§ **TEXT SHOWN**:

To graduate, NPSIA M.A. students must complete 5.0 full credits, including one economics course, at least one cluster course and the introductory methods course. Students must also demonstrate an intermediate knowledge of a major second language. For instance, in French, students must meet the B1 level according to the Common European Framework of Reference for Languages.

===PhD===
The PhD program at NPSIA requires that students complete at least 10 full credits, which includes the 4.5 credits worth of dissertation work. The PhD program has three fields of study:

- International Conflict Management and Resolution
- Security, Intelligence and Defence
- International Development Policy
- International Economic Policy

NPSIA also offers a PhD fast-track option for full-time M.A. students who demonstrate outstanding academic performance and research potential.

===Joint and dual degrees===
NPSIA offers an M.A./JD degree in conjunction with the University of Ottawa's Faculty of Law. Students must apply to both the JD and the M.A. programs separately and gain admission to each program to be admitted into the joint program. M.A./JD students do one year at UOttawa before completing their second year at NPSIA.

The school has also partnered with Carleton's Department of Civil and Environmental Engineering to offer the Master of Infrastructure Protection and International Security (MIPIS). This degree combines infrastructure engineering with international affairs to address issues at the nexus of national security and engineering.

==Research units and publications==

As a hub of international affairs-related research, NPSIA houses a number of different research centres. Each is a unique body tasked with producing research on a specific topic or collection of related topics. Many NPSIA professors are actively involved in these research centres. NPSIA is affiliated with the following research centres:

- The Canadian Centre of Intelligence and Security Studies (CCISS)

§ **PROVIDED DATA**:

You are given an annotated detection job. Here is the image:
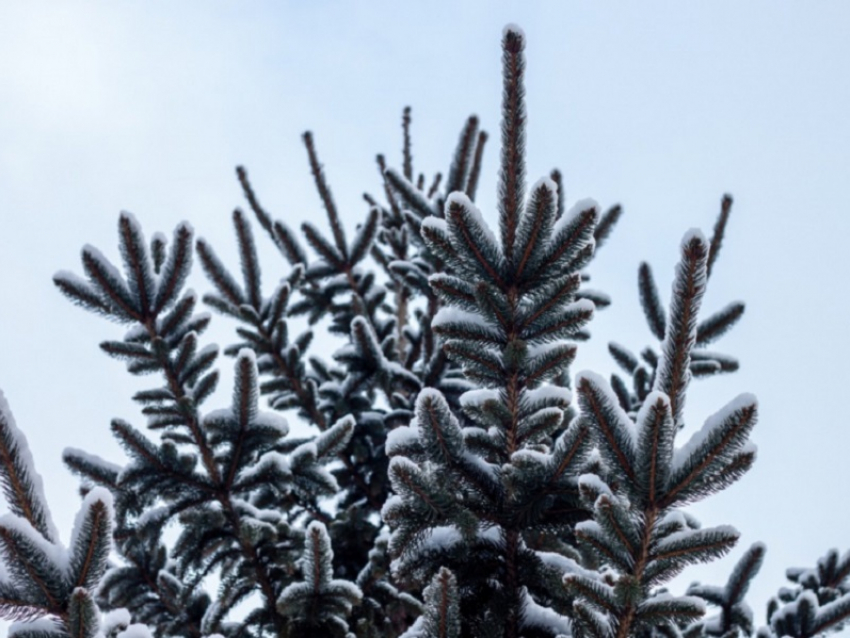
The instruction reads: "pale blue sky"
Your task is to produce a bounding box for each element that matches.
[0,0,850,632]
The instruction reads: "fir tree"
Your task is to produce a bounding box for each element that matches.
[0,20,850,638]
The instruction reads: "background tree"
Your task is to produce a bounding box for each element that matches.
[0,20,850,638]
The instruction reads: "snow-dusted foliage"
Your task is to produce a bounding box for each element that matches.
[0,25,850,638]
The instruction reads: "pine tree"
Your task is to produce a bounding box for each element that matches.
[0,20,850,638]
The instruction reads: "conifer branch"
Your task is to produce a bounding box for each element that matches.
[302,131,348,258]
[401,106,412,180]
[499,25,525,262]
[705,193,732,278]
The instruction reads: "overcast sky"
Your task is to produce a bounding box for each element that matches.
[0,0,850,624]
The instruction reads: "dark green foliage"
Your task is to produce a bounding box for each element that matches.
[0,20,850,638]
[0,393,113,638]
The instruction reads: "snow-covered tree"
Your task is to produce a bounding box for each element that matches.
[0,26,850,638]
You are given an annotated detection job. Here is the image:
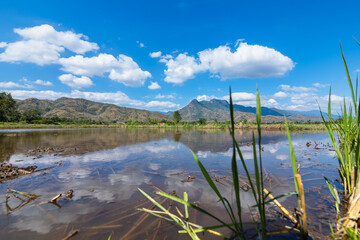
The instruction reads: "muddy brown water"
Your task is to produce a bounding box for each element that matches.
[0,129,340,239]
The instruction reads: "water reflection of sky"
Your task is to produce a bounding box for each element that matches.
[0,128,336,239]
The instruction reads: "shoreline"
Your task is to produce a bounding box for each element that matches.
[0,123,326,131]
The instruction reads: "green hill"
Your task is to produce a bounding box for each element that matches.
[176,99,321,122]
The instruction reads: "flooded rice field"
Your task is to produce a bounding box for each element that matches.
[0,129,340,239]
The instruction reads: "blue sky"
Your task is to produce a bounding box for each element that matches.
[0,0,360,111]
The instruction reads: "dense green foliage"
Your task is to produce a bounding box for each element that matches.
[0,92,20,122]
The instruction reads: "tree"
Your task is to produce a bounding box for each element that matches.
[173,111,181,123]
[0,92,20,122]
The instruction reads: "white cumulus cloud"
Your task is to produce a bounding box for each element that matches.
[160,53,204,85]
[160,42,295,85]
[279,84,317,92]
[0,40,64,66]
[0,24,99,66]
[59,53,151,87]
[148,82,161,90]
[14,24,99,54]
[313,83,330,88]
[274,91,288,98]
[34,79,53,86]
[0,81,30,88]
[196,94,217,102]
[155,93,175,99]
[59,74,94,89]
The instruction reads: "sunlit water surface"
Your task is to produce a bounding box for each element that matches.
[0,129,337,239]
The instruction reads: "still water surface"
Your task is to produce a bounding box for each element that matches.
[0,129,337,240]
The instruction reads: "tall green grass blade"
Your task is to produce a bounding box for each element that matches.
[254,87,266,239]
[285,117,299,195]
[229,88,243,233]
[190,150,236,229]
[329,222,336,240]
[324,176,340,214]
[353,37,360,46]
[264,192,297,205]
[340,43,357,115]
[184,192,189,228]
[156,189,236,232]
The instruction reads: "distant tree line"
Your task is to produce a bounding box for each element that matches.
[0,92,109,124]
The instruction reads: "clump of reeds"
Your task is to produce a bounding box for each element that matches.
[320,39,360,239]
[139,90,308,239]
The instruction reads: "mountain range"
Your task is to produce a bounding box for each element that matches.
[17,97,170,122]
[167,99,321,122]
[17,98,321,122]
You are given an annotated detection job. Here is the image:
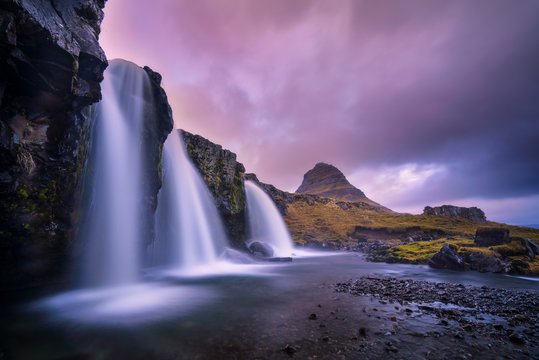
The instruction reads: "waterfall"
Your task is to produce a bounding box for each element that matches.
[245,180,294,256]
[155,130,228,273]
[79,60,151,287]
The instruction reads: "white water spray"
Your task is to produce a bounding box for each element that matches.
[80,60,151,287]
[245,180,294,257]
[156,130,228,274]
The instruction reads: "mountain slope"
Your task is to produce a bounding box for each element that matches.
[296,162,391,211]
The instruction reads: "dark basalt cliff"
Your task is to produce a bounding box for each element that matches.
[245,173,296,216]
[180,130,246,248]
[0,0,173,288]
[296,162,390,211]
[0,0,107,286]
[423,205,487,224]
[141,66,174,243]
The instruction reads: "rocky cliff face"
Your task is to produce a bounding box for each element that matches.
[423,205,487,224]
[0,0,107,286]
[245,174,296,216]
[296,163,390,211]
[142,66,174,248]
[181,130,246,247]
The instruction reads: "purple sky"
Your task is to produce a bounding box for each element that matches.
[100,0,539,224]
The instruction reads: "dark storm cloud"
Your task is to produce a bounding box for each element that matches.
[102,0,539,221]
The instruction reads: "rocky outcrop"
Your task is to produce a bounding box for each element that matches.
[141,66,174,243]
[464,251,511,273]
[474,228,510,246]
[428,244,466,270]
[296,162,389,211]
[181,130,246,248]
[520,238,539,261]
[423,205,487,224]
[245,173,296,216]
[0,0,107,287]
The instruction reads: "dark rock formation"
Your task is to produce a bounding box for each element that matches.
[248,241,273,258]
[296,163,389,211]
[245,173,295,216]
[141,66,174,242]
[428,244,466,270]
[520,238,539,260]
[182,130,246,248]
[423,205,487,224]
[0,0,107,287]
[464,251,511,273]
[474,228,509,246]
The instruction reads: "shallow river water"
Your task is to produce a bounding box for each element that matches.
[0,253,539,359]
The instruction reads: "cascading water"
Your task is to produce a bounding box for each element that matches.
[32,60,233,325]
[245,180,294,256]
[80,60,151,287]
[155,130,228,273]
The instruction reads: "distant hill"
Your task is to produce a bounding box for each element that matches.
[296,162,391,211]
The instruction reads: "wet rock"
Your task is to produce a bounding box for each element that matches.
[509,332,526,345]
[184,130,247,249]
[222,248,255,264]
[358,327,367,337]
[0,0,107,289]
[248,241,273,258]
[474,228,509,246]
[520,238,539,260]
[510,260,530,274]
[428,244,466,270]
[423,205,487,224]
[464,251,510,273]
[283,344,298,356]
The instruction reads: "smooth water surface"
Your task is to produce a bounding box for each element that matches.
[2,253,539,359]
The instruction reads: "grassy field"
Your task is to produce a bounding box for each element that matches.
[285,198,539,273]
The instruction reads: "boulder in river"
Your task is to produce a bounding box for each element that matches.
[428,244,466,270]
[465,251,510,273]
[249,241,273,258]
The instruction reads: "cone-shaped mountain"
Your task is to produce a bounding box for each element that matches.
[296,162,390,208]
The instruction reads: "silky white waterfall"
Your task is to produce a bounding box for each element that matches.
[155,130,228,273]
[80,60,152,287]
[245,180,294,256]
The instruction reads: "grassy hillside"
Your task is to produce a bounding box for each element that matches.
[285,196,539,274]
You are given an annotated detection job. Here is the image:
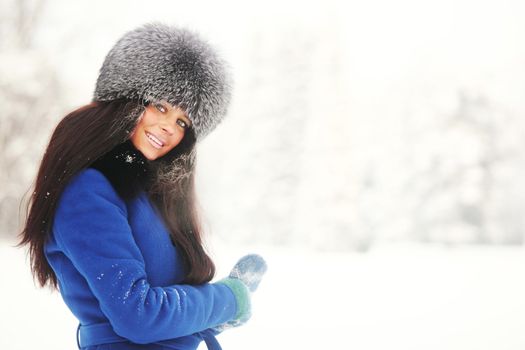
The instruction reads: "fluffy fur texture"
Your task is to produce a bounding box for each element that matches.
[94,23,231,140]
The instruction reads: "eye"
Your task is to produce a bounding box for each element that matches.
[155,103,168,113]
[177,119,188,130]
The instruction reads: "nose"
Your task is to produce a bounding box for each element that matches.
[159,117,175,136]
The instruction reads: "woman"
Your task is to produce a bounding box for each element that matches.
[17,24,266,349]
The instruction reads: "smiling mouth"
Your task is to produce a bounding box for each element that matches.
[146,131,164,149]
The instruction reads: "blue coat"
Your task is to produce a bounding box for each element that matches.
[45,168,237,349]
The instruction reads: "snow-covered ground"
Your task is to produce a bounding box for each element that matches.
[0,243,525,350]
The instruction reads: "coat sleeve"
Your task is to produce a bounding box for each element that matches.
[53,169,237,344]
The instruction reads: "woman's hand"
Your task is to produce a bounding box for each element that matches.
[214,254,268,332]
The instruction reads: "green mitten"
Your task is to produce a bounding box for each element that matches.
[214,254,267,332]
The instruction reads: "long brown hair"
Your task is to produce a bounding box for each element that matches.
[18,99,215,289]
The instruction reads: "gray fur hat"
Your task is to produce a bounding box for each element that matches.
[93,23,231,140]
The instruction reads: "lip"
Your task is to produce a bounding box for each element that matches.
[145,131,166,149]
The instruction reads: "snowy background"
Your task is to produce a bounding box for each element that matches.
[0,0,525,350]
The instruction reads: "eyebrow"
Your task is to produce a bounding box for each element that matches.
[157,100,193,126]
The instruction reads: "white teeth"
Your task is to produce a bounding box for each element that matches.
[146,132,164,147]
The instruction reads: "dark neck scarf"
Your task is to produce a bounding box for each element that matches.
[91,140,151,200]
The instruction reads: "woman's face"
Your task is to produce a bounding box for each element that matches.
[131,101,191,160]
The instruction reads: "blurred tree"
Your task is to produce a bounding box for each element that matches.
[0,0,59,239]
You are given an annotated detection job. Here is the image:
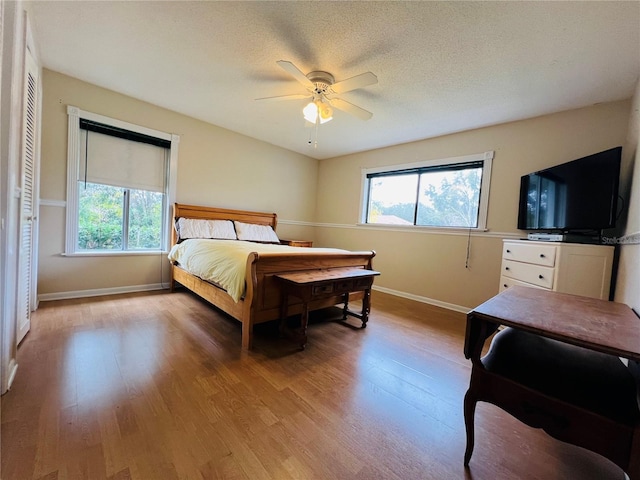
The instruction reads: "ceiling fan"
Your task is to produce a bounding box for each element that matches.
[256,60,378,123]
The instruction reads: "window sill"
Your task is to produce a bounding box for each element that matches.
[357,223,489,234]
[60,250,169,257]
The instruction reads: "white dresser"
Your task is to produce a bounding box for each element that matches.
[500,240,614,300]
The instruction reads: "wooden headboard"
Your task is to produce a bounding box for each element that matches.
[171,203,278,245]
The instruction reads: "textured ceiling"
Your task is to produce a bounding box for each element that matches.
[27,1,640,158]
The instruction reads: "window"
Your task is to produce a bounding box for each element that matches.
[66,107,178,255]
[362,152,493,229]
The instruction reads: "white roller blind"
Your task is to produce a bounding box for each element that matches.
[78,129,168,192]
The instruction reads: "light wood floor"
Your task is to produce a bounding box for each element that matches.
[1,292,623,480]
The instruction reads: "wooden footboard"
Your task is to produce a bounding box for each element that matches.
[171,204,375,349]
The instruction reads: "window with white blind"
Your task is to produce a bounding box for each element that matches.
[66,107,178,255]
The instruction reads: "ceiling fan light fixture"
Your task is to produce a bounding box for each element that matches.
[302,102,318,123]
[318,101,333,123]
[302,99,333,124]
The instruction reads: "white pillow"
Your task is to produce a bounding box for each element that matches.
[234,221,280,243]
[176,217,237,240]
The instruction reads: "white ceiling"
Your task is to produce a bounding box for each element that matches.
[28,1,640,159]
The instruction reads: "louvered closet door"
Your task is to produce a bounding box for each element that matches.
[17,50,38,343]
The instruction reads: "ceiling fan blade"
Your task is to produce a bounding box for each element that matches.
[331,72,378,93]
[256,93,311,101]
[276,60,315,90]
[330,98,373,120]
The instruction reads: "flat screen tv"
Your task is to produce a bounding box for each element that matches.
[518,147,622,234]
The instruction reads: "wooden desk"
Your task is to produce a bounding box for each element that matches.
[274,268,380,349]
[464,286,640,480]
[464,286,640,361]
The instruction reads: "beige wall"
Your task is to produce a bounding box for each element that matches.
[615,80,640,313]
[38,70,318,296]
[38,70,640,309]
[316,101,630,309]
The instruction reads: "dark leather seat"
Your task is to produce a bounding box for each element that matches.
[464,328,640,480]
[481,328,640,425]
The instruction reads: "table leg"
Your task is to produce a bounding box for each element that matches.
[278,288,289,336]
[342,292,349,320]
[300,302,309,350]
[362,288,371,328]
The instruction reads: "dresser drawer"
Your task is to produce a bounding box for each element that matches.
[502,260,553,288]
[502,242,557,267]
[500,275,549,292]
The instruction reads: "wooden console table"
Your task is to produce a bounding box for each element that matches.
[274,268,380,349]
[464,286,640,480]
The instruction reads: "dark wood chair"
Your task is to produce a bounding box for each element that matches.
[464,325,640,480]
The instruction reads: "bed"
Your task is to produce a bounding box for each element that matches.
[170,203,375,349]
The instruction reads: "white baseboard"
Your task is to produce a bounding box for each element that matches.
[38,283,169,302]
[373,285,473,313]
[2,358,18,395]
[38,283,472,313]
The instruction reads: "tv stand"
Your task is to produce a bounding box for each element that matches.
[500,240,614,300]
[527,232,602,245]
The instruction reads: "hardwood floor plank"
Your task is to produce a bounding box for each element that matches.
[0,291,623,480]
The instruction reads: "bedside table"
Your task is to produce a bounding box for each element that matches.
[280,238,313,247]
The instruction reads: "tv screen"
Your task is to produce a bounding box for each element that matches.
[518,147,622,232]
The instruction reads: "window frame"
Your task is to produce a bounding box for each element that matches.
[358,150,494,231]
[64,105,180,257]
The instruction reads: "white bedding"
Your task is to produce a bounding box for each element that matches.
[169,238,347,302]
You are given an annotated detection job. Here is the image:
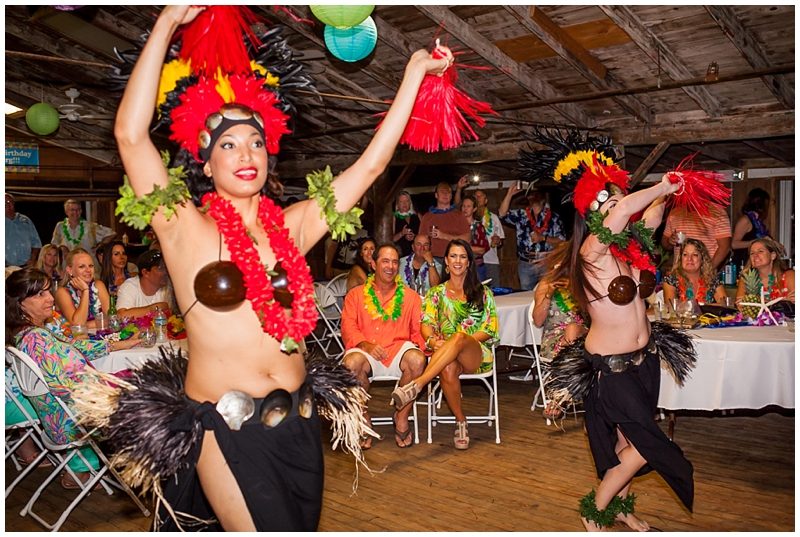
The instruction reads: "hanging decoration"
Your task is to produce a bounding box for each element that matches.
[25,103,60,136]
[308,5,375,30]
[325,17,378,63]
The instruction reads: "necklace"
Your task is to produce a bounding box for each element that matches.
[202,192,317,352]
[525,205,550,235]
[428,205,456,214]
[678,276,708,301]
[403,253,428,287]
[61,218,84,245]
[364,274,406,322]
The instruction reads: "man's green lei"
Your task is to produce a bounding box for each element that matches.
[306,166,364,242]
[114,151,191,230]
[586,211,656,253]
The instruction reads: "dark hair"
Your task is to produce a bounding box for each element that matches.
[172,149,283,207]
[441,239,484,310]
[100,241,128,289]
[356,237,378,275]
[742,188,770,216]
[372,242,403,262]
[6,267,53,345]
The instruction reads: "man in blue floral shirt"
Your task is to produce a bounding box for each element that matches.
[498,181,567,291]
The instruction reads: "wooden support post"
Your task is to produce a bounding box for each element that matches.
[631,141,669,188]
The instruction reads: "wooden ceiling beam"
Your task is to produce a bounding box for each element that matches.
[414,5,595,127]
[683,144,744,168]
[742,140,794,166]
[703,5,794,110]
[503,5,653,123]
[598,5,723,117]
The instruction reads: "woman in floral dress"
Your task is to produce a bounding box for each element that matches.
[392,239,498,449]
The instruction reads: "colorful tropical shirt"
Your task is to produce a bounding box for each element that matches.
[500,205,567,260]
[16,327,108,444]
[422,283,498,373]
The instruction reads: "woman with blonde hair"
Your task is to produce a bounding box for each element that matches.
[664,239,728,305]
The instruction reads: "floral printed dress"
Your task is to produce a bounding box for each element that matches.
[17,327,108,444]
[539,288,586,363]
[422,283,498,374]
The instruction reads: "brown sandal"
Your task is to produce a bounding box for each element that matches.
[392,380,419,410]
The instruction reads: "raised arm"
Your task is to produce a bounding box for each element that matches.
[286,49,452,253]
[114,6,205,222]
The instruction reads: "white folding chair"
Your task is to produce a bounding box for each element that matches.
[427,346,500,444]
[7,347,150,531]
[5,364,48,498]
[325,272,347,313]
[310,282,344,359]
[370,375,419,444]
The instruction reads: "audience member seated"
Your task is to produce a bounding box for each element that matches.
[419,182,470,262]
[117,250,175,317]
[392,239,498,449]
[461,196,489,281]
[392,190,419,258]
[56,248,110,328]
[661,205,731,270]
[399,233,442,297]
[36,244,64,293]
[731,188,770,267]
[532,274,589,420]
[664,239,728,306]
[736,238,794,309]
[6,267,139,489]
[97,240,138,296]
[342,244,426,449]
[346,237,376,293]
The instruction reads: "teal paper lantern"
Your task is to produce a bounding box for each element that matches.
[325,17,378,62]
[308,6,375,30]
[25,103,59,136]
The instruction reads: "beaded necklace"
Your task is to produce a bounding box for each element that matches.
[364,274,406,322]
[61,218,84,245]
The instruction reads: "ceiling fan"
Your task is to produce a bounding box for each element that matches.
[58,88,115,125]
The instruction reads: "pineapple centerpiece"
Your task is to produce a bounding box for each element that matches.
[742,269,761,319]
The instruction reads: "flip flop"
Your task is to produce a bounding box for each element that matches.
[392,412,414,449]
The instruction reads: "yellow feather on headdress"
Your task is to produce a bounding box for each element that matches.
[553,151,614,183]
[156,59,192,117]
[250,60,280,88]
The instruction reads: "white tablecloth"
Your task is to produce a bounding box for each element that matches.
[92,339,189,373]
[494,291,538,347]
[658,326,794,410]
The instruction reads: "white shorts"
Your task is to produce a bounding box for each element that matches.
[344,341,419,380]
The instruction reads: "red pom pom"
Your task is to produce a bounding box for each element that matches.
[176,6,261,77]
[376,50,497,153]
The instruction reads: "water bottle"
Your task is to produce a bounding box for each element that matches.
[108,295,122,332]
[153,306,168,343]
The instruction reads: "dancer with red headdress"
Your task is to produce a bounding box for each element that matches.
[78,6,452,531]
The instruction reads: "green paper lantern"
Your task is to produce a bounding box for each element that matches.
[325,17,378,63]
[308,6,375,29]
[25,103,59,136]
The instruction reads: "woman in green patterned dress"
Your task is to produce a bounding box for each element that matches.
[392,239,498,449]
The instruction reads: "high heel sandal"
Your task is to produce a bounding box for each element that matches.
[392,380,419,410]
[453,421,469,449]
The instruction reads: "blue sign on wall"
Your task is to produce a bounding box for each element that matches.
[6,142,39,173]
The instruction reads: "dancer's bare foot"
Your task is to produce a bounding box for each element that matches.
[614,513,650,531]
[581,517,606,531]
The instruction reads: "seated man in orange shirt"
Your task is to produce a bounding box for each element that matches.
[342,243,426,449]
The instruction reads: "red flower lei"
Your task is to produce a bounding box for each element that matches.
[525,205,550,235]
[202,192,317,351]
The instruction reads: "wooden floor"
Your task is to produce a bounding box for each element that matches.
[6,368,795,532]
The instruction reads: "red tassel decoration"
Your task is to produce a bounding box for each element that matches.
[667,153,731,216]
[376,48,497,153]
[176,6,261,77]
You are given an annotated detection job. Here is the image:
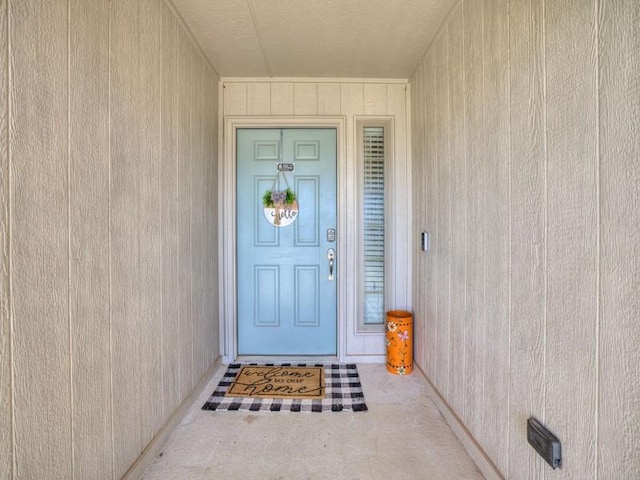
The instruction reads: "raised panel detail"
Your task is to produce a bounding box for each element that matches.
[293,140,320,161]
[253,177,279,247]
[294,176,320,247]
[253,140,280,160]
[294,265,320,327]
[254,265,280,327]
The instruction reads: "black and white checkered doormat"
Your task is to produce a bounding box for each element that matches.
[202,363,367,412]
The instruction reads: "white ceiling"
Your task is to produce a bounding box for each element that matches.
[173,0,456,78]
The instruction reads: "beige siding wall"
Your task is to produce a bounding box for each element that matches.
[0,0,219,479]
[411,0,640,479]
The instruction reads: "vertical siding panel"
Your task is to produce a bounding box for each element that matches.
[318,83,341,115]
[177,28,192,398]
[271,83,293,115]
[160,0,181,422]
[384,84,411,308]
[364,83,384,115]
[137,0,162,446]
[69,0,113,478]
[462,1,485,435]
[508,1,546,478]
[411,61,426,371]
[0,0,13,479]
[293,83,318,115]
[478,0,510,472]
[424,49,438,384]
[247,83,271,115]
[224,82,248,115]
[338,83,367,353]
[447,5,466,415]
[9,1,73,478]
[434,29,451,400]
[110,0,143,477]
[209,73,222,359]
[545,0,598,479]
[203,68,217,368]
[597,0,640,478]
[189,46,203,385]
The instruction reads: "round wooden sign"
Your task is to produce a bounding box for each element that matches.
[264,200,298,227]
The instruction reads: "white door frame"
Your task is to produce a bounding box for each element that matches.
[218,116,350,364]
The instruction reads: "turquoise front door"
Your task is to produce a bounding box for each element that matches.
[236,128,338,355]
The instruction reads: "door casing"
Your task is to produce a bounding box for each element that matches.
[218,116,348,364]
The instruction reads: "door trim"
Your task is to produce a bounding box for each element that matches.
[218,116,348,364]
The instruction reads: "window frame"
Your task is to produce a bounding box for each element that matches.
[355,117,394,335]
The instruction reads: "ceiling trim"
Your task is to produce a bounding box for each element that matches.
[220,77,409,85]
[409,0,464,78]
[164,0,221,78]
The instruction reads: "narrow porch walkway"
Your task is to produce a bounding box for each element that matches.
[143,364,483,480]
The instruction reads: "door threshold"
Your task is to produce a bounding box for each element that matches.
[234,355,339,363]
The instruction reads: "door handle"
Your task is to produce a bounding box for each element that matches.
[327,248,336,282]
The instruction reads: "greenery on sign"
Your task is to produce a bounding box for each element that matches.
[262,188,296,208]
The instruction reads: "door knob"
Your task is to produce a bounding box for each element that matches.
[327,248,336,282]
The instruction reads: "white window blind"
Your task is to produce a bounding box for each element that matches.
[363,127,385,325]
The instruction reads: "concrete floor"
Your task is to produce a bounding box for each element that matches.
[143,364,484,480]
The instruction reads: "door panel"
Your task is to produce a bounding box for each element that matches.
[236,129,337,355]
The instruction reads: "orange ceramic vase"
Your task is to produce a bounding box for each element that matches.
[386,310,413,375]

§ **WHAT YOU WILL DO**:
**1)** In the rows, begin at the line that has "in green patterned" and stop after the line that has "[411,0,640,479]", then write every line in that stretch again, instruction lines included, adding -15 to each number in the bounding box coordinates. Leave the picture lines out of your answer.
**2)** Extend the text about NPSIA's programs and research centres, picking up after its last line.
The rows are unrelated to the text about NPSIA.

§ **RESPONSES TO THE TASKS**:
**1)**
The instruction reads: "woman in green patterned dress"
Your task is to produce a bounding box for each element that matches.
[377,224,483,434]
The instruction reads: "high heel sandal"
Your task is to produce a bounding box for each element that matches.
[377,365,404,395]
[438,406,454,434]
The instruction reads: "blue sign on wall"
Your task is to produce a bounding box for each element that matches.
[-9,127,24,158]
The instruction reads: "dancer's bare foot"
Your task is to produce a bounding box for each element that matches.
[599,498,635,516]
[566,502,591,516]
The instruction reads: "seated man in orange shirt"
Your task is to produce a bounding box for each element that matches.
[327,228,411,434]
The instruction reads: "red flower lei"
Your task is to produce a bounding box for each element that matches.
[510,190,535,220]
[187,177,302,336]
The instruction reads: "wooden floor"
Your task is to produce a bounding box for each element that matches.
[-9,353,780,517]
The instruction reads: "red tassel decoration"
Your task is to produce a bounding box for each element that matches.
[652,138,716,201]
[361,33,482,138]
[161,-9,246,62]
You are given an annotated detection job. Here is the image:
The instruction reads: "raised panel detail"
Your task is to produce a bounding box for each element that matches.
[278,125,305,146]
[238,162,264,232]
[279,161,305,232]
[238,125,265,145]
[279,250,305,312]
[239,250,265,312]
The instruction reads: "black and white checkered doormat"
Your task is to produce a bounding box for each element that matches.
[187,348,352,397]
The instruction reads: "white ceiling"
Your task is to produce a bounding box for each element that matches.
[158,-15,441,63]
The instruction reads: "beige siding wall"
Your task is to produce a bounding box for each element that matches.
[-15,-15,204,464]
[396,-15,625,464]

**2)**
- The Canadian Centre for Treaty Compliance (CCTC)
- Centre for Security and Defence Studies (CSDS)
- Centre for Trade Policy and Law (CTPL)

In addition to these research units, the school is home to two academic journals. The first, the Canadian Foreign Policy Journal, is a peer-reviewed journal traditionally published three times per year. Founded in 1992, the journal offers analysis of foreign policy issues from a Canadian perspective, and many NPSIA faculty members have been published in the journal. The second journal that NPSIA houses is the Paterson Review of International Affairs, a student-managed journal that publishes the best articles submitted by graduate students in international relations, political science and related fields. Formally called E-merge, the journal publishes once a year and is edited by a staff of NPSIA students. NPSIA is also well known for publishing Canada Among Nations, a biannual survey of Canadian foreign policy and Canada's involvement in the international community. The text has come to be incorporated in many university courses and is widely read by policy makers.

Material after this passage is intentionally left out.